* What this task involves *
Would you output the whole listing below, exactly as it reads?

* Data to process *
'''

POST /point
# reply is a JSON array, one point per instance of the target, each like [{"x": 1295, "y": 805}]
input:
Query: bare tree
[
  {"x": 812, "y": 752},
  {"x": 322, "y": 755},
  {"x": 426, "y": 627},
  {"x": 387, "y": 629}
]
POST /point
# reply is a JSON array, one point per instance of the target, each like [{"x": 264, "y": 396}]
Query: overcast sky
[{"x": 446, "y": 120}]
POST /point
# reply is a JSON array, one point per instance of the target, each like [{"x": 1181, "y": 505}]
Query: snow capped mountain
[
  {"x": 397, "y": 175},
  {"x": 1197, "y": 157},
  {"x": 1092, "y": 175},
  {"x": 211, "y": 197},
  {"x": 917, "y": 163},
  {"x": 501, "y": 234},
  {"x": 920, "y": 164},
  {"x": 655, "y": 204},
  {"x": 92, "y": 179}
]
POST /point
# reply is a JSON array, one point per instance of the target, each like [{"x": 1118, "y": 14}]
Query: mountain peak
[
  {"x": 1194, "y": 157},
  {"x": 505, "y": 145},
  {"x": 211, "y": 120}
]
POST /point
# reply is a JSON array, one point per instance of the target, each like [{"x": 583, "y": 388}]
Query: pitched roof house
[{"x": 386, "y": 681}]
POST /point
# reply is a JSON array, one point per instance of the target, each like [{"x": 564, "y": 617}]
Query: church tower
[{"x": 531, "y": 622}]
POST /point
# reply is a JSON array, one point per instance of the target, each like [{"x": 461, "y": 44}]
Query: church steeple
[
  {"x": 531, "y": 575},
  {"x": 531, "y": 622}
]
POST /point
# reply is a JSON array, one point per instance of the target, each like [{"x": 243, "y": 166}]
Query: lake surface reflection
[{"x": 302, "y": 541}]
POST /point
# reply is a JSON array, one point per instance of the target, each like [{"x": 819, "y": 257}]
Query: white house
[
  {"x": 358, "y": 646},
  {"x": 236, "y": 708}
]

'''

* Task output *
POST /point
# reply is a JSON array, one point per instance of the target, each like [{"x": 1295, "y": 805}]
input:
Query: bare tree
[
  {"x": 812, "y": 752},
  {"x": 322, "y": 755},
  {"x": 426, "y": 627},
  {"x": 387, "y": 629}
]
POST /point
# reply is a JSON array, one point per instance of the target, each like [{"x": 264, "y": 396}]
Query: overcast sky
[{"x": 446, "y": 120}]
POST /point
# reply is a JSON array, one point per instance of the target, each like [{"x": 1181, "y": 505}]
Query: snow capped mountain
[
  {"x": 397, "y": 175},
  {"x": 1197, "y": 157},
  {"x": 1092, "y": 175},
  {"x": 211, "y": 197},
  {"x": 917, "y": 163},
  {"x": 501, "y": 234},
  {"x": 920, "y": 164},
  {"x": 655, "y": 204},
  {"x": 92, "y": 179}
]
POST /point
# reply is a JSON array, one point per instance of the target, each like [{"x": 1118, "y": 14}]
Query: mountain peak
[
  {"x": 1194, "y": 157},
  {"x": 505, "y": 145},
  {"x": 211, "y": 120}
]
POST /point
# reply is a JSON array, one point per instance of the target, each like [{"x": 583, "y": 388}]
Query: pitched roof house
[{"x": 386, "y": 681}]
POST /point
# reply is a JSON array, one point per instance of the target, each like [{"x": 564, "y": 617}]
Query: church tower
[{"x": 531, "y": 622}]
POST /point
# reply is a JSON array, one point per instance of the target, each like [{"x": 461, "y": 44}]
Query: church steeple
[
  {"x": 531, "y": 575},
  {"x": 531, "y": 622}
]
POST /point
# reply is a JSON array, one point per instance of the target, each like [{"x": 243, "y": 166}]
Query: lake surface reflection
[{"x": 302, "y": 541}]
POST /point
# reply is a JSON array, one point per instance of the target, each like [{"x": 819, "y": 257}]
Query: white house
[
  {"x": 358, "y": 646},
  {"x": 236, "y": 708}
]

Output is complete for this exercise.